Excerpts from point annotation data
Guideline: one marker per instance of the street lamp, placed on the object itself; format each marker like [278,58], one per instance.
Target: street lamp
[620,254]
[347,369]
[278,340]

▶ [The task]: Reproduce the items with each instance of "street lamp" renamed to "streetlight" and everything else unchanged.

▶ [Response for this exercise]:
Guideline: one marker per instance of the streetlight, placed on the object itself; format each marker like [278,58], one per instance.
Target: streetlight
[620,254]
[347,369]
[278,340]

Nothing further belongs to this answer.